> **Consignes**:
[1] Indiquez si chacune des affirmations suivantes s'accorde avec le texte à lire, puis justifiez par une citation : (a) Citizens of Earth est le premier jeu d'Eden Industries ; (b) Waweform n'était disponible que sur PC ; (c) Citizens of Earth offre une courte durée de vie.
[2] D'après le texte à lire, combien de personnes compte l'équipe qui a développé Citizens of Earth ?

> **Texte à lire**:

--- --- ---

La scène vidéo-ludique indépendante reste souvent dans l'ombre des grosses productions traditionnelles, ce qui est fort dommage au vue de certaines créations. C'est le cas de Citizens of Earth un RPG old school qui mérite qu'on s'y intéresse.
Développé par une toute petite équipe canadienne d'une dizaine de personnes, Citizens of Earth est la deuxième production d'Eden Industries. Leur premier jeu, Waweform, un titre orienté action-réflexion n'était disponible que sur les PC. Avec Citizen of Earth, les développeurs ont élargi les plates-formes aux consoles et donc à la Wii U.
Pour une dizaine d'euros, Eden Industries nous fait partager sa vision du RPG, bien loin des standards actuels. Néanmoins non conformiste ne veut pas dire mauvais, bien au contraire, Citizens of Earth est un jeu relativement original et prenant, et chose rare pour les titres indépendants, il propose une grande durée de vie.
La Terre est en danger, le vice président de la Terre, c'est-à-dire vous, doit intervenir afin de régler de nombreux problèmes.

--- --- ---

> **Extrait des données**:
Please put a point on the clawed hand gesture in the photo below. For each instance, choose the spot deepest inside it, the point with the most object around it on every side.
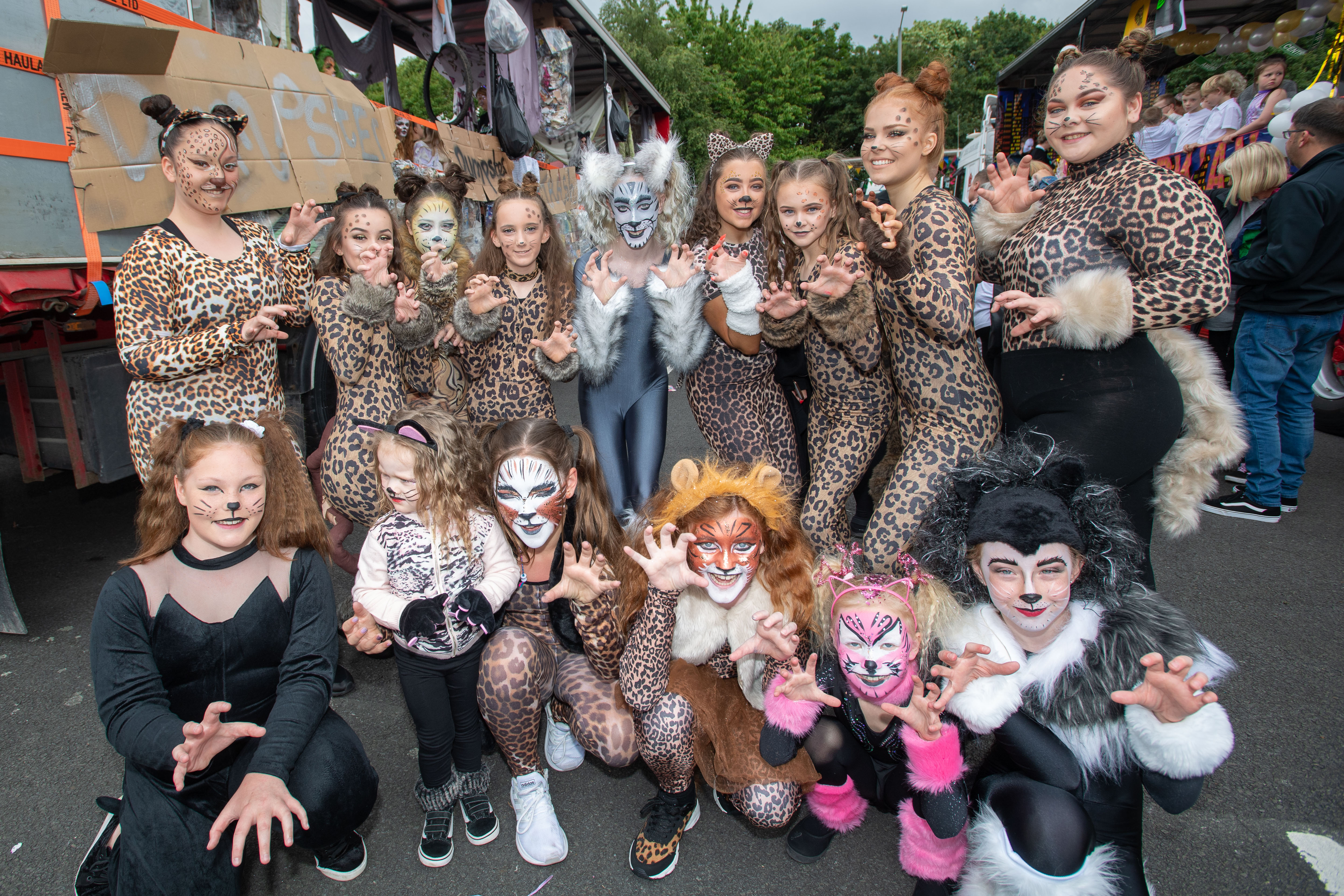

--- --- ---

> **Corrigé**:
[1]
(a) Non : « Citizens of Earth est la deuxième production d'Eden Industries ».
(b) Oui : « n'était disponible que sur les PC ».
(c) Non : « il propose une grande durée de vie ».

[2] Une dizaine de personnes.